## GOAL
Please restate the following records word for word.

[Stored data]
— Start —
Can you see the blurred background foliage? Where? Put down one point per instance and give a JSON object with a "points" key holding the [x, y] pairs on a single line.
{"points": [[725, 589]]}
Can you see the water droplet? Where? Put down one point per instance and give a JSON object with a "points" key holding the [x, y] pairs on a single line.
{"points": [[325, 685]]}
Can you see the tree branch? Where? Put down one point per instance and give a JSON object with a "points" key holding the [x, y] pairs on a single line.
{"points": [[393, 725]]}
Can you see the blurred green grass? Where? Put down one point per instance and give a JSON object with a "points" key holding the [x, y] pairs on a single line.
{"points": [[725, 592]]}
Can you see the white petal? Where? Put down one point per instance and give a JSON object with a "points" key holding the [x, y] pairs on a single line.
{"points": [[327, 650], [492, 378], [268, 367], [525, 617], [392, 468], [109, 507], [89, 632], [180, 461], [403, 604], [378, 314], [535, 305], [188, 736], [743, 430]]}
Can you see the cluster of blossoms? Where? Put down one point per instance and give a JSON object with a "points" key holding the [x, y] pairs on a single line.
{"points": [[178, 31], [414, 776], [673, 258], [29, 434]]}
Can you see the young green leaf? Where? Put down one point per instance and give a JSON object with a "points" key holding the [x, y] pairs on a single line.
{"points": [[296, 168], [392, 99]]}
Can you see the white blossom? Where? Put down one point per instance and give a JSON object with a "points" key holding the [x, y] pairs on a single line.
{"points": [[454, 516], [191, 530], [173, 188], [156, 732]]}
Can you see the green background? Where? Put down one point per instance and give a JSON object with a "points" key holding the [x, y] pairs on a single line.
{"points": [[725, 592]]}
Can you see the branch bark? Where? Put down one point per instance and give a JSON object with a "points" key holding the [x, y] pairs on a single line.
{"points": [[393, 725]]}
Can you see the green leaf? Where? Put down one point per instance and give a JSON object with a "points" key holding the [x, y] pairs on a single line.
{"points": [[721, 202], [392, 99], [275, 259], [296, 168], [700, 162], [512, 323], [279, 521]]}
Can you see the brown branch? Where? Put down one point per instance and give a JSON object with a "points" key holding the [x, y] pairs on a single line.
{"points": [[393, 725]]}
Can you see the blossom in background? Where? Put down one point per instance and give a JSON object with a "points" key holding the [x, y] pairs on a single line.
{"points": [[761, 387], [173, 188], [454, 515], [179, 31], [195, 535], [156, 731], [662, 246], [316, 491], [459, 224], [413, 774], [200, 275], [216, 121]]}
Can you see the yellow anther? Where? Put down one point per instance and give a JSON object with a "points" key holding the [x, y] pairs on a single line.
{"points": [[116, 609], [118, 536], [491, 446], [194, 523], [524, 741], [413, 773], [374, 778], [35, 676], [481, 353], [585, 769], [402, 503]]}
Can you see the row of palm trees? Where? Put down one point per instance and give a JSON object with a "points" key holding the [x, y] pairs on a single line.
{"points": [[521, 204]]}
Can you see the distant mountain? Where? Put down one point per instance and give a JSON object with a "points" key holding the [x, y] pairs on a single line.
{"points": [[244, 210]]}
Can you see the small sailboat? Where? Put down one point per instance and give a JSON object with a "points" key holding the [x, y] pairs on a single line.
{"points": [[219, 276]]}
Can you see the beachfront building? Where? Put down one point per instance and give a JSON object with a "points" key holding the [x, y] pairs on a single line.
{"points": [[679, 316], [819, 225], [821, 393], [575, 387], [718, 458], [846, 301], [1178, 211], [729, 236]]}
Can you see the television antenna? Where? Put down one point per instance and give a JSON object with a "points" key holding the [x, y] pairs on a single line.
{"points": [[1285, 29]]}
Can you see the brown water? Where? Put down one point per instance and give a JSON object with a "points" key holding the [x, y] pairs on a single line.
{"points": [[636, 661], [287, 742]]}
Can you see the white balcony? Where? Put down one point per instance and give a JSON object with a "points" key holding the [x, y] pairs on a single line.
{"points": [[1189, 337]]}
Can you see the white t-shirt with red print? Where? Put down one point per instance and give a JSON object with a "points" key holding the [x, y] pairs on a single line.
— End —
## SOLUTION BELOW
Can you see the blurred background foliage? Where? Put down one point per instance and give a JSON object with a "points" key holding the [x, y] pairs on a single line.
{"points": [[725, 589]]}
Can you see the water droplet? Where? Put down one point per instance and give a JSON object with a "points" key holding the [x, y] pairs on a single line.
{"points": [[325, 685]]}
Can you see the tree branch? Where? Put down one point per instance and give a JSON object with a "points" key holding the [x, y] pairs on a single line.
{"points": [[393, 725]]}
Can you see the blurred green grass? Where? Put down one point per instance and give a JSON object with a "points" key holding the [x, y] pairs on a single line.
{"points": [[725, 592]]}
Can you see the white petal? Where? Put down one point per instance and give a JSON object with a "points" key holding the [x, y] pairs on a single line.
{"points": [[327, 650], [492, 378], [268, 367], [525, 617], [392, 468], [109, 507], [89, 632], [180, 461], [403, 604], [378, 314], [535, 305], [188, 736], [743, 430]]}
Can you see the cluster of blossoms? Where? Put down one point per instance and give a JSON object with a "points" key holding the [x, y] pairs on a single line.
{"points": [[178, 31], [414, 776], [673, 258], [29, 434]]}
Can you see the young green leaf? Where? Put down one point per instance and give a JSON object with a "points" key holding the [x, y] pairs on a single line.
{"points": [[296, 168], [392, 99]]}
Can you see the white blossom? Where? Put down one point per instance and give a JSON object with a "points" key holding the [x, y] pairs on a single line.
{"points": [[454, 516], [191, 530], [173, 188], [156, 732]]}
Can you see the green background? Where? Put down one point per instance and give a JSON object with a "points" key holding the [x, y] pairs on a single line.
{"points": [[725, 592]]}
Can you see the branch bark? Where? Put down one point per instance and give a JSON object with a "points" key holding the [x, y] pairs on a single line.
{"points": [[393, 725]]}
Can you see the green leaf? Where? Put down one point per instance and give a JSON object with a "points" key holding the [x, y] pairs on a single line.
{"points": [[721, 202], [392, 99], [275, 259], [296, 168], [700, 162], [512, 323], [279, 521]]}
Can you see the brown branch? Where? Put down one point per instance and give a JSON object with a "points" key holding the [x, y] pairs on a single line.
{"points": [[393, 725]]}
Can you see the blossom in background? Where? Put down one point per instance and give a JSON object with a "points" key holding the [x, y] pairs on a single line.
{"points": [[761, 387], [173, 188], [454, 515], [179, 31], [195, 535], [156, 731], [662, 246], [316, 491], [459, 224], [413, 774], [200, 275], [216, 121]]}
Can you see the yellow anther? Where? Put down one point per instance and give a JSON object with a "points" key holding the [x, y] pairs on a single line.
{"points": [[116, 609], [118, 536], [491, 446], [194, 523], [524, 741], [413, 773], [374, 778], [35, 676], [481, 353], [585, 769], [402, 503]]}
Can you see the row of palm trees? Where? Put down one point per instance and give a JSON object with a "points" key holding the [x, y] pairs on a single line.
{"points": [[521, 204]]}
Can you see the distant mountain? Where? Put down one point per instance and give a JSON object with a "points" key holding the [x, y] pairs on a single line.
{"points": [[244, 210]]}
Can you see the small sailboat? Where? Put down one point per instance and give a JSON object with a "points" key holding the [x, y] pairs on a single line.
{"points": [[219, 276]]}
Can you see the beachfront building? Where? Put down one point per instance and give a JSON object with a "points" key holding the [x, y] pairs on a single line.
{"points": [[679, 316], [819, 225], [821, 393], [575, 387], [718, 458], [846, 301], [1178, 211], [729, 236]]}
Can you see the television antenna? Where? Put down one point per instance and give a JSON object with a "points" key holding the [x, y] pairs on a single line.
{"points": [[1285, 29]]}
Can you see the brown water? Where? Put down one point per instance and give a JSON object with a "points" key holding the [x, y] pairs on a single line.
{"points": [[636, 661], [287, 742]]}
Can you see the white balcony? Where? Put down one point per instance and give a JSON object with a "points" key holding the [x, y] pairs on a single line.
{"points": [[1189, 337]]}
Can you see the white t-shirt with red print? Where? Put down one point per instance and give a JSON object with a "points" key holding the [x, y] pairs on a single line.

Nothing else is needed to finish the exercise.